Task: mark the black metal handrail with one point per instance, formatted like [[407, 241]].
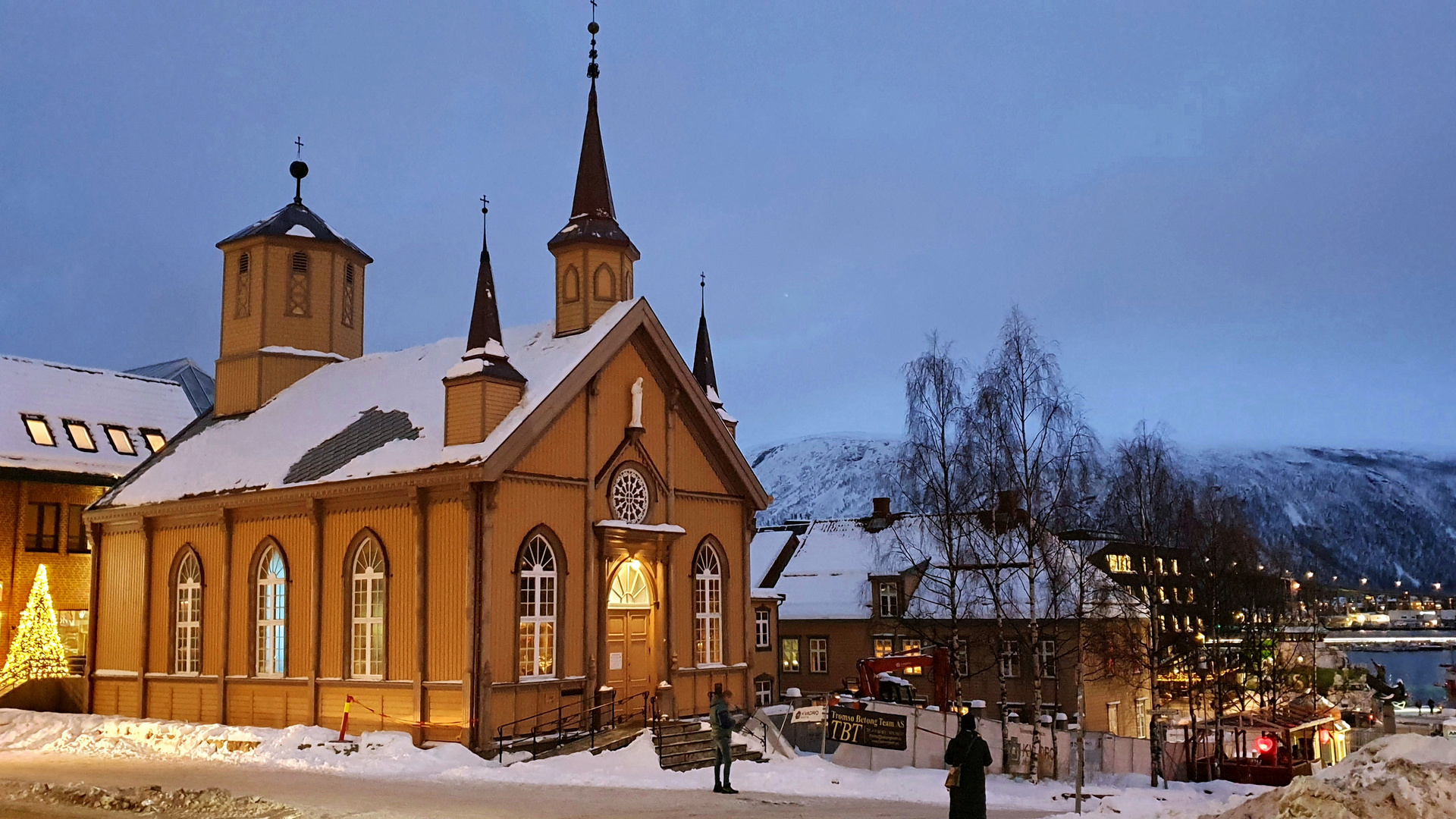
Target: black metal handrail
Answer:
[[577, 720]]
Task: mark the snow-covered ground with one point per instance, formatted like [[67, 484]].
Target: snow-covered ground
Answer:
[[392, 755]]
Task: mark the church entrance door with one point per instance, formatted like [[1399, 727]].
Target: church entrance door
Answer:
[[629, 632]]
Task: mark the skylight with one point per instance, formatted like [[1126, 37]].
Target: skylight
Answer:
[[38, 428], [80, 435], [155, 439], [120, 441]]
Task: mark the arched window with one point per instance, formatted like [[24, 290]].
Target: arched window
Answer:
[[570, 284], [367, 642], [708, 608], [299, 286], [273, 614], [603, 284], [538, 610], [187, 637]]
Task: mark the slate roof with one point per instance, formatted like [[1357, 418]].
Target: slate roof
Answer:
[[93, 397], [294, 221], [200, 387]]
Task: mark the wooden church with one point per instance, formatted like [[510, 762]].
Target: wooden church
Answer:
[[457, 535]]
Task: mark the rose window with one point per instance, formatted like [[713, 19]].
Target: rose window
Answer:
[[629, 496]]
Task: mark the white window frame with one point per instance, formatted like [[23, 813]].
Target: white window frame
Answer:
[[271, 610], [367, 601], [536, 608], [708, 608], [187, 632]]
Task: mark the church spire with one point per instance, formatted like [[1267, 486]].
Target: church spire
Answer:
[[704, 354], [485, 340]]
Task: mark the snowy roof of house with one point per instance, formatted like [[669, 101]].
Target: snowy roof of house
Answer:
[[827, 576], [294, 219], [373, 416], [95, 397]]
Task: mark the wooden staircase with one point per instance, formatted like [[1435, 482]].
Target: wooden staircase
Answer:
[[688, 745]]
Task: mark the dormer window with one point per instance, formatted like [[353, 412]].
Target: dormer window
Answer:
[[155, 439], [38, 430], [120, 441], [79, 435]]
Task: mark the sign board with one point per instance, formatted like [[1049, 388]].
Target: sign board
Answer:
[[867, 727], [810, 714]]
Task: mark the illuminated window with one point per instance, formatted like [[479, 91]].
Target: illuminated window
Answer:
[[120, 441], [187, 635], [243, 297], [819, 654], [889, 599], [910, 648], [80, 435], [1011, 659], [708, 615], [42, 528], [38, 430], [367, 648], [789, 654], [538, 610], [271, 615], [299, 286], [155, 439]]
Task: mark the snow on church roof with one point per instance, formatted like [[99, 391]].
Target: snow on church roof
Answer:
[[95, 397], [379, 414]]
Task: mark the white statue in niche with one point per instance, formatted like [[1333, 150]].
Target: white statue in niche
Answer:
[[637, 404]]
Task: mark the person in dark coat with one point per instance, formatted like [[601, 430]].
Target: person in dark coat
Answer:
[[970, 752]]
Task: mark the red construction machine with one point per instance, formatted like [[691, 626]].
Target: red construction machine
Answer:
[[880, 678]]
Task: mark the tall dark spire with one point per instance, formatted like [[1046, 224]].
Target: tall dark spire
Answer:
[[485, 340], [704, 354], [593, 215]]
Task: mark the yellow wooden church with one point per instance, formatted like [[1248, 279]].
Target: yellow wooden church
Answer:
[[457, 535]]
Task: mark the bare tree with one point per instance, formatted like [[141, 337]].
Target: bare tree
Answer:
[[1037, 445]]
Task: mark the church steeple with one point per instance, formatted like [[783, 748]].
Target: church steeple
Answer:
[[484, 387], [593, 254], [704, 360]]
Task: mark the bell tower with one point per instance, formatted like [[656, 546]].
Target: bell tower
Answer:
[[593, 254], [293, 300]]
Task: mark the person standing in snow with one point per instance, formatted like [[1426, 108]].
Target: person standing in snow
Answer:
[[968, 757], [721, 723]]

* Task prompt *
Please rewrite all the entries above as a two-column CSV with the headers entry_text and answer, one row per entry, putting each field in double quotes and replacing line breaks with spaces. Leave the pictures out.

* Task result *
entry_text,answer
"Task: mark the black metal handrail with one point per instance, formatted like [[407, 241]]. Target: black metal handrail Answer:","[[577, 720]]"
"Task: mark the snow-covered ground with one point per instance, formatted like [[67, 484]]. Target: snow-covered ground Answer:","[[392, 755]]"
"Task: mark the church entrance door with one point per instance, formatted like [[1399, 727]]. Target: church entrance door Answer:","[[629, 632]]"
"Task: mark the skylight with one point per instance, formatted like [[1126, 37]]. Target: skylight Answer:","[[38, 428], [80, 435], [155, 439], [120, 441]]"
"Task: mark the arched window with one point per instance, formatted like [[24, 290]]. Target: arched window Answer:","[[570, 284], [367, 642], [708, 608], [299, 286], [273, 614], [603, 284], [538, 610], [187, 637]]"
"Task: mark the slate roof with one point per instance, formatted like [[1357, 418]]. Target: slate roof Answer:","[[93, 397], [294, 221], [200, 387]]"
"Task: mark the wooden church with one point per instance, formatted like [[510, 762]]. Target: wooden church Answer:","[[457, 535]]"
"Task: mark the rose window with one point per instance, formatted like [[713, 19]]. Target: rose window Answer:","[[629, 496]]"
"Task: mark the white window frame with one point per instance, formatted like [[23, 813]]. Target: white window frame Answer:","[[271, 610], [367, 601], [536, 608], [708, 608], [187, 632]]"
"Task: mark the church spire with one point per instance, formatted like [[1267, 486]]. Target: church spire Answer:","[[704, 354], [485, 340]]"
"Task: mark the snowy roof of house with one point per instance, formatted like [[669, 101]]. Target: snowy roof of house Answer:","[[827, 576], [294, 219], [373, 416], [95, 397]]"
"Task: mark the wooden staircase with one point per instance, formatted like [[1435, 482]]. Target: wooden staircase Answer:","[[688, 745]]"
"Task: mark the dormer window with one point per instance, formatted like [[353, 412]]. Target: dormer window Answer:","[[155, 439], [38, 430], [120, 441], [79, 435]]"
"Task: mark the sign board with one point per instance, formatted like [[1049, 388]]. Target: sign board Answer:","[[867, 727], [810, 714]]"
"Task: mark the illuminated window with one point per instance, formatted like [[479, 91]]. Target: illuminated window Answer:","[[120, 441], [187, 635], [243, 297], [819, 654], [889, 599], [910, 648], [80, 435], [1011, 659], [708, 615], [42, 528], [38, 430], [367, 648], [789, 654], [538, 610], [271, 615], [299, 286], [155, 439]]"
"Task: mark the snow on church roof with one point per instance, formatted like [[99, 391]]. Target: snow on church roof Answer:","[[95, 397], [379, 414]]"
"Task: mark the white statue in niche with one point per instance, formatted like [[1333, 150]]. Target: white statue in niche Answer:","[[637, 404]]"
"Task: mark the person in dark coat with one point per instance, formatted like [[601, 430]]. Target: person in dark coat Answer:","[[970, 752]]"
"Task: mark the red construction machine with one point per instance, formatted like [[691, 626]]. Target: red construction machine Answer:","[[880, 678]]"
"Task: mark the tall dark spire with one point per instance, formatted like [[1046, 224]]. Target: tall dark spire Answer:","[[485, 340], [704, 354], [593, 215]]"
"Task: mark the yellow wooden church with one point per instance, formatted like [[1248, 279]]. Target: yellow wooden church Answer:","[[457, 535]]"
"Task: mark the bare tree with one point per instance, formatted like [[141, 337]]. Target: bare tree Answer:","[[1037, 445]]"
"Task: mark the church steeple with one point per instance, formatted like [[783, 748]]. Target: church steeple Answer:","[[484, 387], [593, 254], [704, 360]]"
"Task: mark the bell tower with one point per instance, formatted like [[656, 546]]. Target: bell tower Answer:","[[593, 254], [293, 300]]"
"Task: mark the person standing in snow with one point per instance, formatted like [[1426, 108]]. Target: person standing in snow Answer:","[[968, 757], [721, 723]]"